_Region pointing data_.
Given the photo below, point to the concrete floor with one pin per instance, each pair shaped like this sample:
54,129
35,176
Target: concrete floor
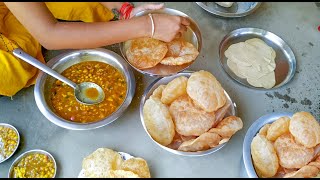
295,23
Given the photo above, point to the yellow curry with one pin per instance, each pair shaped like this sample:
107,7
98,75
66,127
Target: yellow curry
34,166
110,79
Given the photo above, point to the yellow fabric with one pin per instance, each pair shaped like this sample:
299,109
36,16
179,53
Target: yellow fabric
16,74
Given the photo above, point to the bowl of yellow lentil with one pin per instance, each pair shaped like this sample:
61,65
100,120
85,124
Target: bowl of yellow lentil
106,68
35,163
9,141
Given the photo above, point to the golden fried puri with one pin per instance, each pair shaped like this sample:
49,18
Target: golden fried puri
190,120
206,91
228,126
158,121
292,154
180,52
145,53
277,128
304,172
305,129
264,156
174,89
203,142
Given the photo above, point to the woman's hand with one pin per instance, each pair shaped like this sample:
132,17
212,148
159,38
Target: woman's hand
168,27
146,7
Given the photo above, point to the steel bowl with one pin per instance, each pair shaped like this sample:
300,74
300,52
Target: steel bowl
17,160
18,141
62,62
238,9
251,133
165,80
192,35
285,59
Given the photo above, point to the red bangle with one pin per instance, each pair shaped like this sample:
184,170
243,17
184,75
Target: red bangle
126,10
124,5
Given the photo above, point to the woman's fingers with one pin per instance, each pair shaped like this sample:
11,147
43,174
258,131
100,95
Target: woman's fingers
185,21
151,6
182,29
146,7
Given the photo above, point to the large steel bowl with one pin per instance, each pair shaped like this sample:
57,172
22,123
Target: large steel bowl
62,62
192,35
232,111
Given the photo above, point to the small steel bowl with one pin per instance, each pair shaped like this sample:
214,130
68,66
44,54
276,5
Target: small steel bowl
18,141
17,160
238,9
192,35
285,59
251,133
64,61
165,80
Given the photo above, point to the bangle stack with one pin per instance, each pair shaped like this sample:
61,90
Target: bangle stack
152,24
126,10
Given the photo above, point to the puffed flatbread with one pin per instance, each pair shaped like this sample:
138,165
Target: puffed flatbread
228,126
145,53
292,154
98,163
189,119
138,166
203,142
175,88
278,127
264,130
157,93
304,172
264,156
206,91
180,52
305,129
158,121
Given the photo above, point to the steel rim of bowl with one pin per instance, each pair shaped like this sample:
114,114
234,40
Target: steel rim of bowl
190,154
18,141
177,12
18,159
259,32
251,133
230,15
59,121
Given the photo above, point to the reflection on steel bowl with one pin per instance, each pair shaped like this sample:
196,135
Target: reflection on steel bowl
60,115
33,164
192,35
231,111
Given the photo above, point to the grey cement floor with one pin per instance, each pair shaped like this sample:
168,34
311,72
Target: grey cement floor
295,23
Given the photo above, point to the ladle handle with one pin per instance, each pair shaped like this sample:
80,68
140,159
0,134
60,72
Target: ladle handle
34,62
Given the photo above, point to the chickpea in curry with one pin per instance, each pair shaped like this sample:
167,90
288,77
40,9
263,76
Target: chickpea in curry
110,79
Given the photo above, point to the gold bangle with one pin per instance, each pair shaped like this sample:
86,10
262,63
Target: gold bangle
152,24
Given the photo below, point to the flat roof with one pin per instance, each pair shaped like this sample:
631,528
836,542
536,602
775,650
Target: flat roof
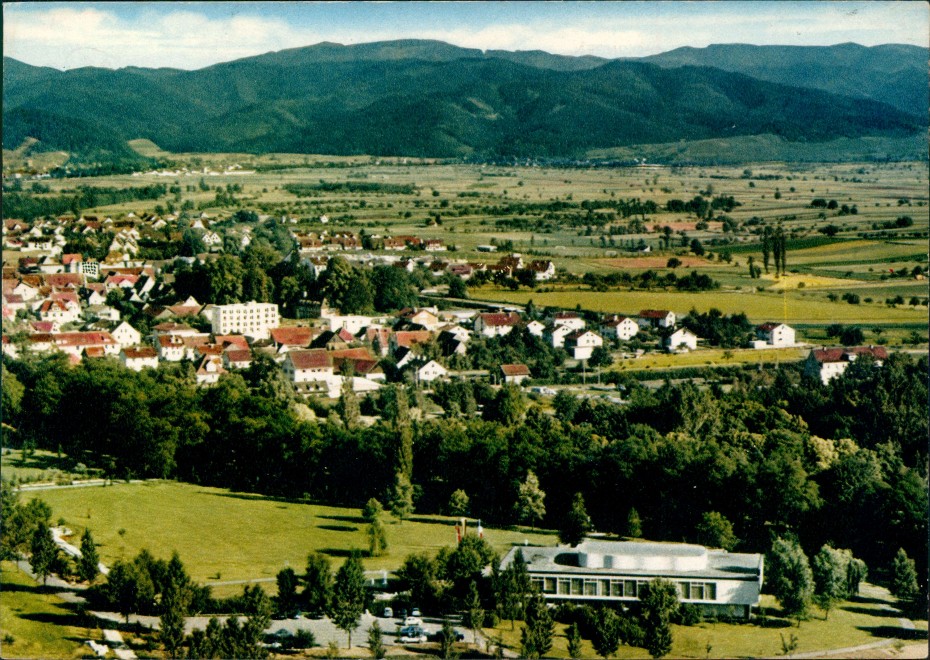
640,560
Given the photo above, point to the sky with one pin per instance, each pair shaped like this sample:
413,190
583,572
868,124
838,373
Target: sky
191,35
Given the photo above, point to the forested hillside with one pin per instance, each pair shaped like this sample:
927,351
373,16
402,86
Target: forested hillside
432,99
776,454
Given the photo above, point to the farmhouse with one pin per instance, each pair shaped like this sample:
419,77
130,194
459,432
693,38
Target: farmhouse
656,318
515,373
582,343
681,339
776,334
717,581
619,327
828,363
496,324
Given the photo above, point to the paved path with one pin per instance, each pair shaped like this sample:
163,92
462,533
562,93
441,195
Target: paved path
868,591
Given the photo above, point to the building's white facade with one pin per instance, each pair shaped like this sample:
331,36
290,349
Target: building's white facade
681,339
777,335
718,581
251,319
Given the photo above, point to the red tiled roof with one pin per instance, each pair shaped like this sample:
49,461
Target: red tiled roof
239,355
293,336
408,338
843,354
312,359
145,352
498,319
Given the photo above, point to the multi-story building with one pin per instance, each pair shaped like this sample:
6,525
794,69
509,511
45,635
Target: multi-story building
717,581
251,319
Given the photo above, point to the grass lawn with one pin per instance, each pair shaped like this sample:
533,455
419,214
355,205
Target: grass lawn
758,306
711,357
861,621
40,625
221,535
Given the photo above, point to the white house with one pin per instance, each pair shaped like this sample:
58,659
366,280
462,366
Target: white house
776,334
536,328
557,334
568,319
681,339
431,371
828,363
251,319
656,318
620,327
721,583
515,373
496,324
582,343
138,359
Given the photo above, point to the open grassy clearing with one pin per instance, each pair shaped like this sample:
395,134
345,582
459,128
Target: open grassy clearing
758,306
851,623
34,624
222,535
712,357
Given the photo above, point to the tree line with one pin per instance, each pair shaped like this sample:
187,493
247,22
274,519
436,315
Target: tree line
777,453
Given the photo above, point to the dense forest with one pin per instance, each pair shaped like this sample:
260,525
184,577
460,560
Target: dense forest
773,452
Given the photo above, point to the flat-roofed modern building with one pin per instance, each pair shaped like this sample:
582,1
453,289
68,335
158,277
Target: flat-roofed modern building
719,582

_What to do_. With both ends included, please retype exactly the lines from the line containing "Target: open grassy clearing" to the final line of the data.

_Answer space_.
Target: open grassy clearing
758,306
851,623
34,624
222,535
712,357
Given the photo above, point to the tree line with one pin per instance, each pair shaped like this sample:
187,493
247,22
274,519
436,315
Target: tree line
777,453
Given the photo above, point to the dense forest with one pin per instance, each pair shaped like this sample:
260,525
184,577
460,560
Target: dense forest
773,452
Given the photo above, point to the flat-roofed modern building with one pin per instance, each pair shaped like this sample:
582,1
453,289
68,335
158,277
Target: flat-roofed modern building
719,582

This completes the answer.